George Orwell once observed, “To see what is in front of one’s nose needs a constant struggle.” For many, this is literally true.
Worldwide, more than 250 million people are visually impaired – over half of them, women. Of those, 217 million have moderate or severe vision problems and 36 million are blind. In Israel, there are 100,000 visually-impaired, of whom 24,000 are blind.
This is why I find the technology of a Jerusalem-based start-up, OrCam, so exciting. OrCam Technologies Ltd. was founded a decade ago by Hebrew University Prof. Amnon Shashua and his close friend and business partner Ziv Aviram.
The OrCam MyEye device attaches to eyeglasses and translates images to sound; and OrCam Read reads text. These devices use a tiny high-resolution smart camera and clever artificial intelligence algorithms good at analyzing what the camera is seeing and turning the images into spoken words. OrCam MyEye weighs less than an ounce and is the size of a finger.
OrCam is an privately-held company independent from Mobileye, which also uses artificial intelligence to interpret images and warn drivers.
In national elections in April 2019, OrCam made its technology available at 12 polling stations, enabling blind people to vote without an assistant for the first time. The device was adapted to read the letters on ballot slips.
One key to OrCam’s success is that has not needed the costly time-consuming clinical trials required for medicines, though the US FDA and its European counterpart have approved MyEye as a noninvasive medical device.
The devices are not cheap – OrCam MyEye costs $4,500 – comparable to an average pair of quality hearing aids. The cost will decline as the scale of production increases.
Shashua and Aviram are no strangers to this column. I reported on their start-up Mobileye, founded in mid-1990s, that uses a single camera to warn drivers of danger [The Report, January 23, 2017] and, shortly after, on Intel’s acquisition of Mobileye for $15.3 billion [The Report, April 17, 2017]. Lately, Shashua has played a role in strategizing COVID-19 policy in Israel, using sophisticated mathematical modeling.
OrCam is a “unicorn” -- a privately-held start-up company valued at over $1 billion. Its investors include Intel (an early investor), and, rather unusually, Israeli institutional investors Clal Insurance and Meitav Dash.
Here are two stories of persons whose lives have been transformed by OrCam’s devices.
Dorothy Boyd: Consider an OrCam user named Dorothy Boyd, 80, who lives in Titusville, Florida. According to the website clickorlando.com, she has retinitis pigmentosa, an ailment that breaks down the cells in the retina and her vision is limited to only four degrees (out of 360). While her iPad and Kindle are both speech enabled, she uses MyEye to review the screens, read her print Bible and daily prayers. She uses it, too, to follow her husband’s Sunday PowerPoint presentations.
As for going to her refrigerator: “I can usually tell what I’m looking at just by the snatches of text I hear,” she explained, “it’s very handy... Especially when you have a husband who never puts the mustard back where it belongs.” Boyd also uses the facial recognition feature. She has programmed her MyEye with images of neighbors and church friends, her two daughters, four grandchildren and their spouses, along with her four great-grandchildren. She adds, “my husband can’t sneak up on me anymore.”
Holly Bonner: Bonner, 39, is a Staten Island, New York, psychotherapist and mother of two. She lost her vision in 2012. The website insideedition.com recounts that she was devastated. “I don’t think people understand the change that happens when you lose your eyesight, because you really have to go back to the beginning,” she said.

·····

Task brief -> Rewrite the part of the OrCam article that begins at the words "The devices are" and stops after "and Meitav Dash.", swapping "unicorn" for "rare success". The entries that follow the OrCam article were taken from a separate source.

Information shown ->
·····

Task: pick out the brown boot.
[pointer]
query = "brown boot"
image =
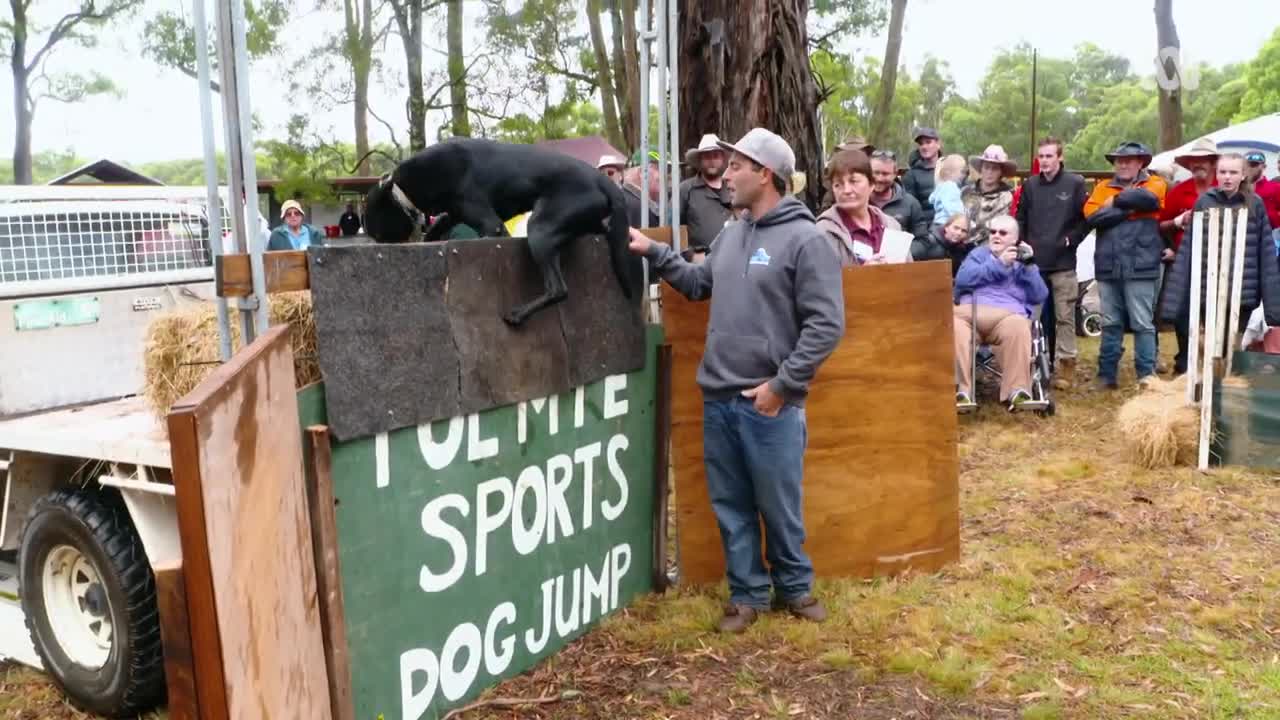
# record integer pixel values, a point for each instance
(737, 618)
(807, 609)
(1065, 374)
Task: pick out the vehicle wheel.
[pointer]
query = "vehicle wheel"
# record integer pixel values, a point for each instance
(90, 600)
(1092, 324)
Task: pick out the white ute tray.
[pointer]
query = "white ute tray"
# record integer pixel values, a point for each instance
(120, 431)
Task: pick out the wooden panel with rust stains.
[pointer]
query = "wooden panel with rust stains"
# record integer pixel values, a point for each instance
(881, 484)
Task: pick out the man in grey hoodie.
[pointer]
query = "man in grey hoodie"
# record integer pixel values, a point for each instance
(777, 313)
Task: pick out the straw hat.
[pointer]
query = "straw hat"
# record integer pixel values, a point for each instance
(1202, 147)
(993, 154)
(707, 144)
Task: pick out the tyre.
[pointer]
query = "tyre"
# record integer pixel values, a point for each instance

·····

Written response ->
The devices are not cheap – OrCam MyEye costs $4,500 – comparable to an average pair of quality hearing aids. The cost will decline as the scale of production increases.
Shashua and Aviram are no strangers to this column. I reported on their start-up Mobileye, founded in mid-1990s, that uses a single camera to warn drivers of danger [The Report, January 23, 2017] and, shortly after, on Intel’s acquisition of Mobileye for $15.3 billion [The Report, April 17, 2017]. Lately, Shashua has played a role in strategizing COVID-19 policy in Israel, using sophisticated mathematical modeling.
OrCam is a “rare success” -- a privately-held start-up company valued at over $1 billion. Its investors include Intel (an early investor), and, rather unusually, Israeli institutional investors Clal Insurance and Meitav Dash.